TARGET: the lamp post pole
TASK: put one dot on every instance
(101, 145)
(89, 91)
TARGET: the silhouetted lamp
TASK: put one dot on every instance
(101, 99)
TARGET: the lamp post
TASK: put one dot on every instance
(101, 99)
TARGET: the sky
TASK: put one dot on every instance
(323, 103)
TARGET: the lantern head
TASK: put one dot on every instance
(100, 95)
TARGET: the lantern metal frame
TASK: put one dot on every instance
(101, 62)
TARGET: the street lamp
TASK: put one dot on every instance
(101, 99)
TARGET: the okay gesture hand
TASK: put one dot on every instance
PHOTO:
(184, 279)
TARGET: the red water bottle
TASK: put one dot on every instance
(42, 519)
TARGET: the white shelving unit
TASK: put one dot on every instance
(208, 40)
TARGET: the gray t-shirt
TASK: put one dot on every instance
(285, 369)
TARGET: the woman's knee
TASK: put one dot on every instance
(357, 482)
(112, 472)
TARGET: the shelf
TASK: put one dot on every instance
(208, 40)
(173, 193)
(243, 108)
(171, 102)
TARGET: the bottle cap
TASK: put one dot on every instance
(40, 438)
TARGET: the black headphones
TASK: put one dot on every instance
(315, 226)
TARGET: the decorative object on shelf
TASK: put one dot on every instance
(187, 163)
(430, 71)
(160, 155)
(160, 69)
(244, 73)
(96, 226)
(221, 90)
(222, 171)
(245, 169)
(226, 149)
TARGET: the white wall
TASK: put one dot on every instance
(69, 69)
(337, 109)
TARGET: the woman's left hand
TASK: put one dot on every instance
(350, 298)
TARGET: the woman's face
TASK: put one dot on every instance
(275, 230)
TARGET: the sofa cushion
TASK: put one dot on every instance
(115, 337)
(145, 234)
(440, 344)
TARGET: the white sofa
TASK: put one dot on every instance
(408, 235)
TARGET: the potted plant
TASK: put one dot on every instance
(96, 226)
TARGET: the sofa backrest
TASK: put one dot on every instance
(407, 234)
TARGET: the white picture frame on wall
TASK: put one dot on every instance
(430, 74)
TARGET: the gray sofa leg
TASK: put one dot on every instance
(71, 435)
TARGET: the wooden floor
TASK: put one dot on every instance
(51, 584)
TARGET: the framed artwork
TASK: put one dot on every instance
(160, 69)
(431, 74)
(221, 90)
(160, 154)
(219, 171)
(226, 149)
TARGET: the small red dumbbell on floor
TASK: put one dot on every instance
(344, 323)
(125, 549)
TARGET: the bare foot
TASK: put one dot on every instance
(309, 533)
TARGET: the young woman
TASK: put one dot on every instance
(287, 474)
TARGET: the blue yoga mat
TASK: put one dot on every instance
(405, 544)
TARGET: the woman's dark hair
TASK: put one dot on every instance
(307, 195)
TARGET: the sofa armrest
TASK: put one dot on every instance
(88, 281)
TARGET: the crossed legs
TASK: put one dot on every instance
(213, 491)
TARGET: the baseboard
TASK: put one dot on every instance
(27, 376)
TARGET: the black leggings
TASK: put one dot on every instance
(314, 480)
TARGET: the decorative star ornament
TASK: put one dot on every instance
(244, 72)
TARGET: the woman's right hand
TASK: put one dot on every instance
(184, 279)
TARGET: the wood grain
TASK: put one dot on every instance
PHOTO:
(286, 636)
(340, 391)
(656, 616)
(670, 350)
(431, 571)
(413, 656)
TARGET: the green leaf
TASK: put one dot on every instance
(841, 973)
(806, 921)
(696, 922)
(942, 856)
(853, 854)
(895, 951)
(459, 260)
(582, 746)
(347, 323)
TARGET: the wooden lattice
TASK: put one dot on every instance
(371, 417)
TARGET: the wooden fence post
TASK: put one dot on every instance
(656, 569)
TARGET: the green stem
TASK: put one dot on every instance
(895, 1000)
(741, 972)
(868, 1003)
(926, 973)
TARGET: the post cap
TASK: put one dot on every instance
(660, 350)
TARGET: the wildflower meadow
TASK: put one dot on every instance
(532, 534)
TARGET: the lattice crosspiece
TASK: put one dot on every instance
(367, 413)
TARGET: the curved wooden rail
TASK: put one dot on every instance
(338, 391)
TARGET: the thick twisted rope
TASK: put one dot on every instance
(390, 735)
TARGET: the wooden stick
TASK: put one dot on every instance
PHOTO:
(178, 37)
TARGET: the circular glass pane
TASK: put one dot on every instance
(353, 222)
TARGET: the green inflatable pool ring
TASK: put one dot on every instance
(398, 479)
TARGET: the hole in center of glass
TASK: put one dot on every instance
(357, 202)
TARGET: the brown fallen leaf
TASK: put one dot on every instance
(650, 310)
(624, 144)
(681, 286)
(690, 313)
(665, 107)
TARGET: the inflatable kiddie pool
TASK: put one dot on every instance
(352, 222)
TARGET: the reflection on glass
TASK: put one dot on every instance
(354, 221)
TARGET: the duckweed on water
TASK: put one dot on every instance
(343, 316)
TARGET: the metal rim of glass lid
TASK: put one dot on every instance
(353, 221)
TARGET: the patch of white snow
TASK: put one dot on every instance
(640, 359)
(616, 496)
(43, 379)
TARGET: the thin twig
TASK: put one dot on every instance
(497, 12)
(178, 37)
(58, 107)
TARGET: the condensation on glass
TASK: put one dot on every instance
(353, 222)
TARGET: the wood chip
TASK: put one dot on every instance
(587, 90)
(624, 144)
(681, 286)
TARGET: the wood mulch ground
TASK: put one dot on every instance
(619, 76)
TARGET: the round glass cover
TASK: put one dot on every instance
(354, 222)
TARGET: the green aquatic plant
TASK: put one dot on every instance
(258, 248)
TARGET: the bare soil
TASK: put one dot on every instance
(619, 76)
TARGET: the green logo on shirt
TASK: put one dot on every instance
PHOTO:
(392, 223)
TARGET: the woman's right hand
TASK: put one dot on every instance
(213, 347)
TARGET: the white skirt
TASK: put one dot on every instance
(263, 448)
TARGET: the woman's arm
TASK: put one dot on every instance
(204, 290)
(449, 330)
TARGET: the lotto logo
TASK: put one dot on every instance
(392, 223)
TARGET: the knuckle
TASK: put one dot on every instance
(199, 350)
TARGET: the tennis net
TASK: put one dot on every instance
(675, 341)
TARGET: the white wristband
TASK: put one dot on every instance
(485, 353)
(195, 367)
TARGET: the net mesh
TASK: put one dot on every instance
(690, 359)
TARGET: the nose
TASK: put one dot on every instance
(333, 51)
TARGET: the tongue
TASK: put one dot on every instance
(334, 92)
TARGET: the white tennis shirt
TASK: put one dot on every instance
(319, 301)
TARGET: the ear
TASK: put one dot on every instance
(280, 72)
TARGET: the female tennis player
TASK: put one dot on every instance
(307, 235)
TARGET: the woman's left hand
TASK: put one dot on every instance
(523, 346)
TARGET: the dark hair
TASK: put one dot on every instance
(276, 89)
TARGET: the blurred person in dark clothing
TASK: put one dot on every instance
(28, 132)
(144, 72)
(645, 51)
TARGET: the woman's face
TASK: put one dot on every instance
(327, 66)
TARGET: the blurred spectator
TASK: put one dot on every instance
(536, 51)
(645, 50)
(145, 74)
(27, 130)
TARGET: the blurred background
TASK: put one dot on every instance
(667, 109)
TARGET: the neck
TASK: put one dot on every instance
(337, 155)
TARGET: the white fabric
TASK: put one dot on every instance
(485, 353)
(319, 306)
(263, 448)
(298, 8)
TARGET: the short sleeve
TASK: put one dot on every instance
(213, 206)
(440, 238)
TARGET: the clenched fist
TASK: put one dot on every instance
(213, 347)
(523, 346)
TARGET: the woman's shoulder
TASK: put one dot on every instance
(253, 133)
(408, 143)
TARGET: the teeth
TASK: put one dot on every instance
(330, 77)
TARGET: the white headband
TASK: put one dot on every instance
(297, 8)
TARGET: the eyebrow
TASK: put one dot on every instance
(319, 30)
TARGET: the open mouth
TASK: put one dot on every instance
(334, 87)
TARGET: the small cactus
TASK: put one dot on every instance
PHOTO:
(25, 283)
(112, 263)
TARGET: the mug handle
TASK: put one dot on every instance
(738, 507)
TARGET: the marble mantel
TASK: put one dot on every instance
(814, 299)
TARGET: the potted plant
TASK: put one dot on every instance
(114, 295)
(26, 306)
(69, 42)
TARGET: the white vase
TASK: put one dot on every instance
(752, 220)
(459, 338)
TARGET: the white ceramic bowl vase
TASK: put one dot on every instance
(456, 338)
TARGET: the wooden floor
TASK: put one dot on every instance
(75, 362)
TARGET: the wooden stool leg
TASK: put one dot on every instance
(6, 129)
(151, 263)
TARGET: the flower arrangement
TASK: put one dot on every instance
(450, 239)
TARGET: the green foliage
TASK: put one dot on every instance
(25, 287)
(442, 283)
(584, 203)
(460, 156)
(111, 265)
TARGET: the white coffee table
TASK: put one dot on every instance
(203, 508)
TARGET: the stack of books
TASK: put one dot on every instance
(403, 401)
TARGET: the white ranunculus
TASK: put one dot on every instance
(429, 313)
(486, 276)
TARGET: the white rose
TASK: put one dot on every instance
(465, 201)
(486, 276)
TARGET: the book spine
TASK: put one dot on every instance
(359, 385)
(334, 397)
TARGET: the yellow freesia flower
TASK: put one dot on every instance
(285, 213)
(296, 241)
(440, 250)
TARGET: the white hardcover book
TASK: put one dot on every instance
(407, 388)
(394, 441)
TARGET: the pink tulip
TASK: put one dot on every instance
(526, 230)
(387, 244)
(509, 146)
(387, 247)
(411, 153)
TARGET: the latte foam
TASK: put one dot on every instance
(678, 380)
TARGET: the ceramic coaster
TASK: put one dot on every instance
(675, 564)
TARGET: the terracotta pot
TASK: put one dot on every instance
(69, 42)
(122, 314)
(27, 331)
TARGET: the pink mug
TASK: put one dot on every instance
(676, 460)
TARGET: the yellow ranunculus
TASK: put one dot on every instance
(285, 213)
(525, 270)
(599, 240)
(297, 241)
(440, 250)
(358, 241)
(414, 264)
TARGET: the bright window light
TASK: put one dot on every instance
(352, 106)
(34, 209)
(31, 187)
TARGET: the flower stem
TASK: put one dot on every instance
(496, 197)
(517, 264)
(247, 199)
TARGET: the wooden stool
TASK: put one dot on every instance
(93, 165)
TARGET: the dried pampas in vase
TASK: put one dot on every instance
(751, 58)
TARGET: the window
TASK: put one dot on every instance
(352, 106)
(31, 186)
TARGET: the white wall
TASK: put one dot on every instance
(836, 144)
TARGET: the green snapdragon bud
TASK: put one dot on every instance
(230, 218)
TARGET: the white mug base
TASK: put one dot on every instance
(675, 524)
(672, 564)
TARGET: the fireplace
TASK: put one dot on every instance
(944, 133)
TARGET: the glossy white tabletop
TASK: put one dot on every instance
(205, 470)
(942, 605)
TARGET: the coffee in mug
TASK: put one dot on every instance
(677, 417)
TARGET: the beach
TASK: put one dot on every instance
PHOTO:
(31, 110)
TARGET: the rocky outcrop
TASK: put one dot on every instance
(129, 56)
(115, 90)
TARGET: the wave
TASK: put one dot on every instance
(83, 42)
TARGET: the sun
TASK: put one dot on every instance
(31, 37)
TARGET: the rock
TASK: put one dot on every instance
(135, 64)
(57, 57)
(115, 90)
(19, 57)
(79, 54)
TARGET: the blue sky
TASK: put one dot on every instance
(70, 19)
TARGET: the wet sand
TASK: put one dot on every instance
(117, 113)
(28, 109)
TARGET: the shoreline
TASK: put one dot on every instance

══════════

WHAT THE TASK ASKS: Word for word, set down the lines from the beginning of the records through the line that holds "TARGET: the lantern head". Leave out the rest.

WRITTEN ANSWER:
TARGET: the lamp post pole
TASK: put one dot on every instance
(101, 145)
(89, 91)
TARGET: the silhouetted lamp
TASK: put one dot on every instance
(101, 99)
TARGET: the lamp post
TASK: put one dot on every instance
(101, 99)
TARGET: the sky
TASK: put one dot on every instance
(323, 103)
TARGET: the lantern head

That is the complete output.